Dataset records:

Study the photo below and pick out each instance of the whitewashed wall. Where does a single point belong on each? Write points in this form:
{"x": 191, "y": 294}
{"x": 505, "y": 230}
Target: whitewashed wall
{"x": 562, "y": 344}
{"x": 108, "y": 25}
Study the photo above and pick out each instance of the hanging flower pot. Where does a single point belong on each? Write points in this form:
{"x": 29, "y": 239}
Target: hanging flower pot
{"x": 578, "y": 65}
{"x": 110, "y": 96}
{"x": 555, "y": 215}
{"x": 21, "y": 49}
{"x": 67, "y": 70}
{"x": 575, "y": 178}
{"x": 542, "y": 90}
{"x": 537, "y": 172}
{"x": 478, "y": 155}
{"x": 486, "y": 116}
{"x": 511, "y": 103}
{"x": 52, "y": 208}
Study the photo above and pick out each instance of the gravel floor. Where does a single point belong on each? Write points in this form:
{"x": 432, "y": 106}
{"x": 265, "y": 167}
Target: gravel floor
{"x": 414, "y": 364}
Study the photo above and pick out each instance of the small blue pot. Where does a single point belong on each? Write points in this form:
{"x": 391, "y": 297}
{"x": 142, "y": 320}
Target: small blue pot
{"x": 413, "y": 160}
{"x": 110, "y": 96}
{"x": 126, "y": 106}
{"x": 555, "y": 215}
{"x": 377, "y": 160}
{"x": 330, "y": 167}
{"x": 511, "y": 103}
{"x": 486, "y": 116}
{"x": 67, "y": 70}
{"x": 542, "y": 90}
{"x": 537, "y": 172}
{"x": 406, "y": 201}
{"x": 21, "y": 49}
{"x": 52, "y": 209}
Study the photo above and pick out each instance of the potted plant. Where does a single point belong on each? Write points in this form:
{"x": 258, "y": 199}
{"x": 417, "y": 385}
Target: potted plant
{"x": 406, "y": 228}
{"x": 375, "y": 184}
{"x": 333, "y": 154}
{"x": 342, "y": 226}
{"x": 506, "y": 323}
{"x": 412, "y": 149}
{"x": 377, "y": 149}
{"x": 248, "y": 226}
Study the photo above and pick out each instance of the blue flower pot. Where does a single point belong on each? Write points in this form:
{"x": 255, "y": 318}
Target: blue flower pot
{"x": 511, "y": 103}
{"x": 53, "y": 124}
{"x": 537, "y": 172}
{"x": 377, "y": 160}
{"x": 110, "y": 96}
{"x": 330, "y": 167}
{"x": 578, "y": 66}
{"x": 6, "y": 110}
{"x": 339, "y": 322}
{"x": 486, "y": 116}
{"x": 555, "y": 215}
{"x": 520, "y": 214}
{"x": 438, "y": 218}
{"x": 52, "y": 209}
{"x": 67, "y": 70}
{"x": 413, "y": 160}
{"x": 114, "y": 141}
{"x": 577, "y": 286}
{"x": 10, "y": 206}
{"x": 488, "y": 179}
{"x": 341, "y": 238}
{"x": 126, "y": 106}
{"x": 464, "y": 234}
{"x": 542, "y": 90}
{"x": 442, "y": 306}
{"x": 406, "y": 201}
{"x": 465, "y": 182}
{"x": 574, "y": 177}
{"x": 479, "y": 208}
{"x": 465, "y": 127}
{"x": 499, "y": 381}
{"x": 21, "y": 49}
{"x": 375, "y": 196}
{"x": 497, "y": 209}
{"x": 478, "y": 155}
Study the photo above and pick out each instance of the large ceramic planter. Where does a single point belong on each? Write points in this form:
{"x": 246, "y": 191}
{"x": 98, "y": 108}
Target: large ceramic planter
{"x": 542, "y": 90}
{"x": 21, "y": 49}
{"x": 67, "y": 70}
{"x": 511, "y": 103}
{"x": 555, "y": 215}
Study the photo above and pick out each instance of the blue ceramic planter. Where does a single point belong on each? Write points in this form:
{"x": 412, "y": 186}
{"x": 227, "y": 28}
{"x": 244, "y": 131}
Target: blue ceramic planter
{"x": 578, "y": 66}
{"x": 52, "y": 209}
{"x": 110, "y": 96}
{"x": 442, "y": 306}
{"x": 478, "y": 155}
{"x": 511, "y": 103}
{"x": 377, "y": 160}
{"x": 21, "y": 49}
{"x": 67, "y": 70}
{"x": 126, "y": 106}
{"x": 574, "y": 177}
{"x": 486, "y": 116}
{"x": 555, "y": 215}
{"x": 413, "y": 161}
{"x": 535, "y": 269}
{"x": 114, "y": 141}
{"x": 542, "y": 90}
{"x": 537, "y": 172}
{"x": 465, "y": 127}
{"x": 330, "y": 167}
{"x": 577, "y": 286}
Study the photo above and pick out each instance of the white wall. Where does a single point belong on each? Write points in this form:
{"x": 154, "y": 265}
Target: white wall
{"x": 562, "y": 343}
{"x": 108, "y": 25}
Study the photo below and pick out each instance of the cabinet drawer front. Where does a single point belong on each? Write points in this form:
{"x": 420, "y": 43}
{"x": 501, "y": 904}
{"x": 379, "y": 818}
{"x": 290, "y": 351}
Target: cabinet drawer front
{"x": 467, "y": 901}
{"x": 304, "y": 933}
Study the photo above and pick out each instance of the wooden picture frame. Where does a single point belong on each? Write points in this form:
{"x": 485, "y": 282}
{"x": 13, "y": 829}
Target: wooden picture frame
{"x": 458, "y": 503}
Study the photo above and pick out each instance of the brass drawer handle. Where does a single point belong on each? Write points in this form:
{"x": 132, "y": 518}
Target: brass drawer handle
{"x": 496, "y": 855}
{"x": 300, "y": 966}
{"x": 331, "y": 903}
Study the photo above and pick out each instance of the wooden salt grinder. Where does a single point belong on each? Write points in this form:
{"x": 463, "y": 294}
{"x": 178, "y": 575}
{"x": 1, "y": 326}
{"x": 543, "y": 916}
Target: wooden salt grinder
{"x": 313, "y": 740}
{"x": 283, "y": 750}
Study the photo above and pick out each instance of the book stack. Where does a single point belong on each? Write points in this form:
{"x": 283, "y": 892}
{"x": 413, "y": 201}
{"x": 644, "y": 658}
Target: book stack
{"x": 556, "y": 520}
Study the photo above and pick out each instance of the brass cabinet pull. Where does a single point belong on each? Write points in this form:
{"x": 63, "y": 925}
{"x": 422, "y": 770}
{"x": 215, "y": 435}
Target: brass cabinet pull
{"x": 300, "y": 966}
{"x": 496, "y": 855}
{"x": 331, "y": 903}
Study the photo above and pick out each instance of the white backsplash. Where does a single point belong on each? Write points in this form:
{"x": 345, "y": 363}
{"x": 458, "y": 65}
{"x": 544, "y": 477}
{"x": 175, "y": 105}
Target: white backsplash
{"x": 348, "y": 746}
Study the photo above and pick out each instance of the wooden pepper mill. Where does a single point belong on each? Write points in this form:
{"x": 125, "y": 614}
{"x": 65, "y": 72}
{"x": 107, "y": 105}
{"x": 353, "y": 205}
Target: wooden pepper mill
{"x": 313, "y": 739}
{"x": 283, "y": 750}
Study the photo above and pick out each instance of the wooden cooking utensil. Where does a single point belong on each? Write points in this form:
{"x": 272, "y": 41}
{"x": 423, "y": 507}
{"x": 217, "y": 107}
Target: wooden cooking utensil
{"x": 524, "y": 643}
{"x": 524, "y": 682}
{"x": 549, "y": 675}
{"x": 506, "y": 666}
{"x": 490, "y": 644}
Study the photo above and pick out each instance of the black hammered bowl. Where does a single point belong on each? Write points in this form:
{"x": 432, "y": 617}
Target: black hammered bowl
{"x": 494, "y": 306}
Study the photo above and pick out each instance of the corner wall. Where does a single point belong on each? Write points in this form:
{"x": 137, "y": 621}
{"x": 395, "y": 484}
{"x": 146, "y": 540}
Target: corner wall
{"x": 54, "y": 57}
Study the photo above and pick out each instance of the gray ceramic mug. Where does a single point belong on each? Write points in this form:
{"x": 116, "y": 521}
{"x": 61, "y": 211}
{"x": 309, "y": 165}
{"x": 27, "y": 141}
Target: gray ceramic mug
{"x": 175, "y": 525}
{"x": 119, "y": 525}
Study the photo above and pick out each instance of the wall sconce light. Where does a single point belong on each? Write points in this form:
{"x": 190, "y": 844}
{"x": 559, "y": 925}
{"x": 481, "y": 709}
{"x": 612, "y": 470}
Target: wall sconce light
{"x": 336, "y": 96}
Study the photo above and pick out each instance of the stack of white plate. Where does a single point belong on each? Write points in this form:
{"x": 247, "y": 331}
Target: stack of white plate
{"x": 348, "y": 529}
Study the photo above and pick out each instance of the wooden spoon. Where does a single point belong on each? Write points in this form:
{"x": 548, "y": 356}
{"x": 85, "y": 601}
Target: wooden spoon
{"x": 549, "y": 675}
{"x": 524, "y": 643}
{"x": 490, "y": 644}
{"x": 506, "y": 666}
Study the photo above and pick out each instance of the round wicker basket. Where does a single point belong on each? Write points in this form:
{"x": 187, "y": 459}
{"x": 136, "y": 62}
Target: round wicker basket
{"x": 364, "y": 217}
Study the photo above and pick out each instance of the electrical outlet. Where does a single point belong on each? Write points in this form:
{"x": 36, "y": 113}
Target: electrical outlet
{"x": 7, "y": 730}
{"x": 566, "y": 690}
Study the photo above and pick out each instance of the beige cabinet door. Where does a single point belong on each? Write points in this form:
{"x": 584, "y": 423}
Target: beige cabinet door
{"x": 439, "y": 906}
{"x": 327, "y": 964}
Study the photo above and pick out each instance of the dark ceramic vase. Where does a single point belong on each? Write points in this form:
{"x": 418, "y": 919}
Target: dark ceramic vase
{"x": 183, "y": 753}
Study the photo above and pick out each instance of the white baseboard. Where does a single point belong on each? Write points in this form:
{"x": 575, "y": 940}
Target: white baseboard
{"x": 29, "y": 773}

## Required task
Copy out the records character for character, starting at the line that contains "of the stack" and ending at the final line of the records.

## Correct answer
Study the photo above and pick out each instance of the stack of white plate. Where does a single point belong on each? Write points in this form:
{"x": 247, "y": 331}
Target: stack of white plate
{"x": 348, "y": 529}
Study the photo above and pick out each instance of the wooden spoon. Where does a single point belong on each? Write points in this form:
{"x": 548, "y": 356}
{"x": 85, "y": 601}
Target: wooden spoon
{"x": 549, "y": 675}
{"x": 524, "y": 643}
{"x": 490, "y": 644}
{"x": 506, "y": 666}
Study the photo above and pick out each instance of the round wicker basket. Where does a single point belong on each? Write points in this form:
{"x": 187, "y": 459}
{"x": 136, "y": 62}
Target: round wicker basket
{"x": 364, "y": 217}
Study the photo above and pick out each instance of the electrical outlet. Where does a single point belong on each? Write points in this form:
{"x": 36, "y": 113}
Target: electrical outlet
{"x": 7, "y": 730}
{"x": 566, "y": 690}
Study the photo above and pick out each instance of the beige cabinet door. Where does a single point belong on each? Write points in this form:
{"x": 584, "y": 423}
Target: beige cabinet door
{"x": 439, "y": 906}
{"x": 327, "y": 964}
Study the photo above and pick out each instance of the dark ceramic vase. Where does a single point belong on each? Write points in this form:
{"x": 418, "y": 919}
Target: dark ceramic vase
{"x": 183, "y": 753}
Study the photo above and pick out each instance of the white baseboard. Where does a single point belong on each? Write points in this form:
{"x": 575, "y": 940}
Target: white baseboard
{"x": 29, "y": 773}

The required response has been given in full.